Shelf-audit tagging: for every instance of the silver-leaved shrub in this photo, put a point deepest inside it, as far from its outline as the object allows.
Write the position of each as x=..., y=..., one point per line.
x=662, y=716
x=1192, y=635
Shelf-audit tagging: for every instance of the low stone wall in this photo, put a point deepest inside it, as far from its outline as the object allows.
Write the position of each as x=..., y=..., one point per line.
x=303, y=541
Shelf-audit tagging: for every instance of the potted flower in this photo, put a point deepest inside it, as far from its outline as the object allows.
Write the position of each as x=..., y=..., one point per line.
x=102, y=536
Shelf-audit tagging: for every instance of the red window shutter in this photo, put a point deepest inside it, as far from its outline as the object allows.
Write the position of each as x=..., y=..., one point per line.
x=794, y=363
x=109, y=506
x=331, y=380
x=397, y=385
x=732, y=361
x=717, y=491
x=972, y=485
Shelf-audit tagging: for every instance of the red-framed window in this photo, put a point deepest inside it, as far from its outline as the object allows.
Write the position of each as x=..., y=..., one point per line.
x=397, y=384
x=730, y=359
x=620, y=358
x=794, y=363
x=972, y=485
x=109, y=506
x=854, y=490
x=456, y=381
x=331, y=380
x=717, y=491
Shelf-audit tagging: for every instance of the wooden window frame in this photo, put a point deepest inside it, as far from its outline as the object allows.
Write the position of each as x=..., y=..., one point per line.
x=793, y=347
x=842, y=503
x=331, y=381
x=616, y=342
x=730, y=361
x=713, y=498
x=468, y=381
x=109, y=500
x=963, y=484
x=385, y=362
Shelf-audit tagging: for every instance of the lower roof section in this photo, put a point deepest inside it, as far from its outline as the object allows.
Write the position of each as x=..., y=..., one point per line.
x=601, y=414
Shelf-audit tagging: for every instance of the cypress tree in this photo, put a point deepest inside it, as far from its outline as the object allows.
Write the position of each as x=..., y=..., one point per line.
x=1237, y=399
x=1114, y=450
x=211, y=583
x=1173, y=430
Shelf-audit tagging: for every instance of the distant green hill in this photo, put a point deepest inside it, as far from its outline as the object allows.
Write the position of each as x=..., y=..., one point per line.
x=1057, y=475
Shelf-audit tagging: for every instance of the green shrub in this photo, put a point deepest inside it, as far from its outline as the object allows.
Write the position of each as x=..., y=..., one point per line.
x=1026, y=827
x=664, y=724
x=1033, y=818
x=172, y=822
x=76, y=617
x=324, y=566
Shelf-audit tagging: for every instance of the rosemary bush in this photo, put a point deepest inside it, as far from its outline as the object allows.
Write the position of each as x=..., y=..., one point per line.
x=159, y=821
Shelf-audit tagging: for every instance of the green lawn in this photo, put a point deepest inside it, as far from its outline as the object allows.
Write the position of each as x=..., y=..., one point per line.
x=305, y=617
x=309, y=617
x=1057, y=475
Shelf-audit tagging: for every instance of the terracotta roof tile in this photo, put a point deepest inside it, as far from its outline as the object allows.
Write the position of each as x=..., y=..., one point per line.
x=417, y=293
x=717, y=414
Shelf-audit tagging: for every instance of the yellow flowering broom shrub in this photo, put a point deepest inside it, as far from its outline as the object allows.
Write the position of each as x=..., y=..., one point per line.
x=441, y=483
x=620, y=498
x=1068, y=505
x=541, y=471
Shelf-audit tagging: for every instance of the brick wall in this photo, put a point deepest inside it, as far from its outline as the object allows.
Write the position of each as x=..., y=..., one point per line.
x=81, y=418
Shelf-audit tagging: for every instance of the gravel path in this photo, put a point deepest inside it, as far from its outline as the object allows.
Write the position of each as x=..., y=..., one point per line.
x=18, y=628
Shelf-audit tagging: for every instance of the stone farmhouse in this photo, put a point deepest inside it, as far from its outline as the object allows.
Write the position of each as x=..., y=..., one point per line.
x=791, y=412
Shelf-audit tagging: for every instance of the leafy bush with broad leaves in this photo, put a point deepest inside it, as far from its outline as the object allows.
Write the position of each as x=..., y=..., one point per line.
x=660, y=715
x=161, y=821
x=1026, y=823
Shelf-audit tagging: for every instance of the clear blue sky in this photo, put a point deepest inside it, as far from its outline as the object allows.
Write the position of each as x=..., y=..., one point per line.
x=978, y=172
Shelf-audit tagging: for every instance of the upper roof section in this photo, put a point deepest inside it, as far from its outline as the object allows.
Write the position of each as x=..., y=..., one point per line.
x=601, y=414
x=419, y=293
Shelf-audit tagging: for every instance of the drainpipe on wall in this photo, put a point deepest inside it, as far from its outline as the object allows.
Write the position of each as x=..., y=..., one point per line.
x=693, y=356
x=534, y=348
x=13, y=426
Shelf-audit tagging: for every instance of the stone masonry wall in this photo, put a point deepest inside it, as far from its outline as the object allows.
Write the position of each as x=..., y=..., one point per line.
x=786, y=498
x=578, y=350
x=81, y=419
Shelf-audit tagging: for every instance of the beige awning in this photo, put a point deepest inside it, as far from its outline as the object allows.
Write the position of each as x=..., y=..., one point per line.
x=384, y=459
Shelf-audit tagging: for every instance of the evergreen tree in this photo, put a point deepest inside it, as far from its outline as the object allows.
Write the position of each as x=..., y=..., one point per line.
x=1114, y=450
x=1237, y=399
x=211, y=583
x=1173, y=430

● ● ● ● ●

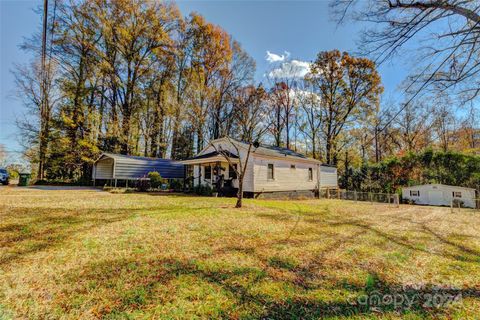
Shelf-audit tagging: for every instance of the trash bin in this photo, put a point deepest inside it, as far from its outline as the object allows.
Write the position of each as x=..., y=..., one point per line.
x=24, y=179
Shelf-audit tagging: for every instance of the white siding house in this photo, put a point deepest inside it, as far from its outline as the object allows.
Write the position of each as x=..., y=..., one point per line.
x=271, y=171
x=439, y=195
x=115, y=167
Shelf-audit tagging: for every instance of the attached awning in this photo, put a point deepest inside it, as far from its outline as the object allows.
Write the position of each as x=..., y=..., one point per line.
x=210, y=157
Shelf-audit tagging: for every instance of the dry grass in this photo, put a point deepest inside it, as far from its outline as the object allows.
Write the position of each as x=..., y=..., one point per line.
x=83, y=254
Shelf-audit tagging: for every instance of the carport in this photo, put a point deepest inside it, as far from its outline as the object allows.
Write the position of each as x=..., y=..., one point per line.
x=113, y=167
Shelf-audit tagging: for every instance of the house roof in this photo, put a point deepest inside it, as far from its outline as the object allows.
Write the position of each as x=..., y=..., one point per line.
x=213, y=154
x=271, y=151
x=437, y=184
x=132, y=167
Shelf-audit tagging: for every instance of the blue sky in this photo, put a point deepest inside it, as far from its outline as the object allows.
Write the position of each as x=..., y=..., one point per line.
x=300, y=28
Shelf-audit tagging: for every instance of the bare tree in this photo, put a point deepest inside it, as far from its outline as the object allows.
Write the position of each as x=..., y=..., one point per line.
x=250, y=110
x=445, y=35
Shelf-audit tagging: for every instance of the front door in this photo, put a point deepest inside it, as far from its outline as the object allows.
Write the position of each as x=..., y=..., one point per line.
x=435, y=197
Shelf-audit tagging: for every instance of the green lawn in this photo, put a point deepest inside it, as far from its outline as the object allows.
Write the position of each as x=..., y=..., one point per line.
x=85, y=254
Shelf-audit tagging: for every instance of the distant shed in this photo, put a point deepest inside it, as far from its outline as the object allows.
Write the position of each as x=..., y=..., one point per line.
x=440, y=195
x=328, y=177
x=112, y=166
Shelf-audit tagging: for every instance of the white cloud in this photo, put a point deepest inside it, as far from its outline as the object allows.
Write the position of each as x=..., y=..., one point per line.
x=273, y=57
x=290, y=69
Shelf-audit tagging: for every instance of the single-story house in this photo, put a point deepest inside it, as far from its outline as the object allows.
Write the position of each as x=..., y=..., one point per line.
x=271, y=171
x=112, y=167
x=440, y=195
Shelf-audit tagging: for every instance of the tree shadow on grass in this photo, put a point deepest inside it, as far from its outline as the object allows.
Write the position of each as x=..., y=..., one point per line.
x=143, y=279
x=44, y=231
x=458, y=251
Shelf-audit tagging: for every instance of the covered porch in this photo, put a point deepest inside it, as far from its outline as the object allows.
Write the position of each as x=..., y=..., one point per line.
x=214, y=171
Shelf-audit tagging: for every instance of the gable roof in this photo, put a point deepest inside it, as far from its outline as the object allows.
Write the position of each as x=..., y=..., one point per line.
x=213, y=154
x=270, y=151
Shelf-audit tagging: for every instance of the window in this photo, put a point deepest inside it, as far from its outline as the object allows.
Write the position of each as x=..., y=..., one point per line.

● ● ● ● ●

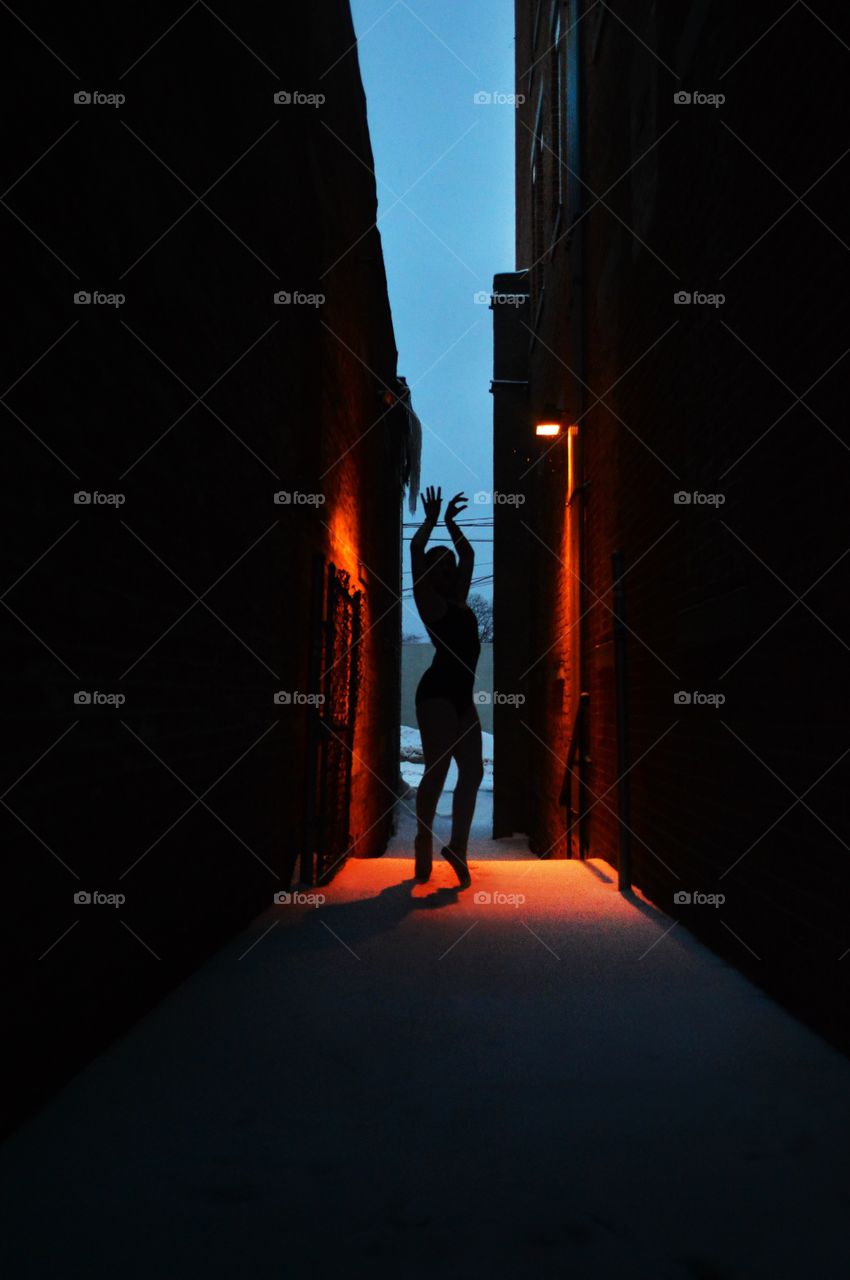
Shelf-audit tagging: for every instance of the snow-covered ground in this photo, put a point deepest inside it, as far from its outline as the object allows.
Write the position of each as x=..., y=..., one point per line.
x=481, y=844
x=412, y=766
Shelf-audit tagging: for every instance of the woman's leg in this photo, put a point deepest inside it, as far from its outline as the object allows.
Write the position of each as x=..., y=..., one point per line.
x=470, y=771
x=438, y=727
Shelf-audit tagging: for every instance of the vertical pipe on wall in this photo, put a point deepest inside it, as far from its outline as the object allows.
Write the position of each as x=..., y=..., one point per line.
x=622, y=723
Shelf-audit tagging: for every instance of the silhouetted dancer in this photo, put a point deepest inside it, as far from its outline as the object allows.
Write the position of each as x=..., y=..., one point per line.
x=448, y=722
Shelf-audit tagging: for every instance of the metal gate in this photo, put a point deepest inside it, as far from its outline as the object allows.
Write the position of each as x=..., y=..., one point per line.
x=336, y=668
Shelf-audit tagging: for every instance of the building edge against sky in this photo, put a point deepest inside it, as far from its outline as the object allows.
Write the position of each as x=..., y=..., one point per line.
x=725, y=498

● ● ● ● ●

- [Required work]:
Transcribe the items above, starting at the line with "Shelf-audit tagging: for every instance of the metal" and ending with, and including, the line with "x=336, y=668".

- [Answer to the problem]:
Shelf-audit tagging: for every instance of the metal gate in this photo, put a point deepest inside it, as far from its outline as the object allows.
Write the position of each as x=..., y=..., one point per line.
x=336, y=668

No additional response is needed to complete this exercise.